You have no idea. copyright lisa marsh 2018

People look at my boy, they see him at school, they seem him out and about, and I know what they're thinking.

It's not the same as what people might think about a lot of kids on the spectrum. I read articles and posts about how other mothers have to deal with the meltdown and tantrums in public and people staring. But I get sort of the opposite. My kid is great in public.

They're thinking that they don't see an autistic kid.

They're thinking, he seems fine, he looks fine, he's getting along just fine, so why the big deal? Why does he need extra attention? Why does he need extra help? Why should we be making extra accomodations for him in the classroom? Why should he be allowed extra time to do homework, or have less homework? Why does he need breaks during the day? Why should he be listening to music in his headphones during dinner at a restaurant?

I see it.

People think I'm being overprotective. People think I'm being a "helicopter mom". People think I need to step back and let him work things out just like every other kid. People think he should be treated like every other kid, held to the same standards as every other kid, have the same expectations as every other kid. People think I'm just letting him "get away" with misbehaving.

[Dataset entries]
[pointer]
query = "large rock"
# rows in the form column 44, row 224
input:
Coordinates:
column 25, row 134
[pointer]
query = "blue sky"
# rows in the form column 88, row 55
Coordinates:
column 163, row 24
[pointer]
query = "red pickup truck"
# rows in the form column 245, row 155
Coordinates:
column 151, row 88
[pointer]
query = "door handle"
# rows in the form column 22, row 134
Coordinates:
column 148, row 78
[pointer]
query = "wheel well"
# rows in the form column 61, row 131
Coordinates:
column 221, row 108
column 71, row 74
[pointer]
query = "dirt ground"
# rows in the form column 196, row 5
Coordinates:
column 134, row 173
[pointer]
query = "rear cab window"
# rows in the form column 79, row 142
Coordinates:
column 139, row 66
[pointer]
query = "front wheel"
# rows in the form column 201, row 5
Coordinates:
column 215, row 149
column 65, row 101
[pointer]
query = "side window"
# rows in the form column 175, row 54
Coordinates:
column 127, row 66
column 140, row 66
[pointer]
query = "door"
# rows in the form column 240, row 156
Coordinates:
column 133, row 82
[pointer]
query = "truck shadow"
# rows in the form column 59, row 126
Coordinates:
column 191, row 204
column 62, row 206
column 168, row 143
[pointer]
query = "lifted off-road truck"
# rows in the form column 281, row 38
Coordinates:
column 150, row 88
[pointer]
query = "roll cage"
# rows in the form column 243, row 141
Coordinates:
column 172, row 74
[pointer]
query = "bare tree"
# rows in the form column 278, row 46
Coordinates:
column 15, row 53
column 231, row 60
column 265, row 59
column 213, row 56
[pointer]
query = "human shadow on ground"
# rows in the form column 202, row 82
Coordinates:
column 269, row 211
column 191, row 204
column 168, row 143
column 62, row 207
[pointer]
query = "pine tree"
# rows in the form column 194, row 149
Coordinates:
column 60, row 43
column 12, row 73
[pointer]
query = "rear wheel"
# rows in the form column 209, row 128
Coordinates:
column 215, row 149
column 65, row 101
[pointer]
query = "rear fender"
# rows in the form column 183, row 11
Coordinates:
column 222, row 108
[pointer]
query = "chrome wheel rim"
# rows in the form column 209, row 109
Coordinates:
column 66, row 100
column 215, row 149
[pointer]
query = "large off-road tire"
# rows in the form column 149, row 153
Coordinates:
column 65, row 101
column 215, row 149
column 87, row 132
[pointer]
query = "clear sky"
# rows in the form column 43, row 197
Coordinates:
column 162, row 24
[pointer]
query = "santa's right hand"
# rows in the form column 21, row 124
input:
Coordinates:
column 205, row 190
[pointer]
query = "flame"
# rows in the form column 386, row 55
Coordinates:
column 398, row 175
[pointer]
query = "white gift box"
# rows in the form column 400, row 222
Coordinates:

**WORK ORDER 1**
In the essay, print the passage starting at "People look at" and ending at "great in public.".
**WORK ORDER 2**
Please decide whether each statement agrees with the essay, answering yes or no and quoting the deciding words: (a) The writer's son often has meltdowns in public. (b) The writer says people think she is being overprotective. (c) People wonder why the boy should listen to music in his headphones during dinner at a restaurant.

**EXERCISE RESULT 1**
People look at my boy, they see him at school, they seem him out and about, and I know what they're thinking.

It's not the same as what people might think about a lot of kids on the spectrum. I read articles and posts about how other mothers have to deal with the meltdown and tantrums in public and people staring. But I get sort of the opposite. My kid is great in public.

**EXERCISE RESULT 2**
(a) No: "My kid is great in public."
(b) Yes: "People think I'm being overprotective."
(c) Yes: "Why should he be listening to music in his headphones during dinner at a restaurant?"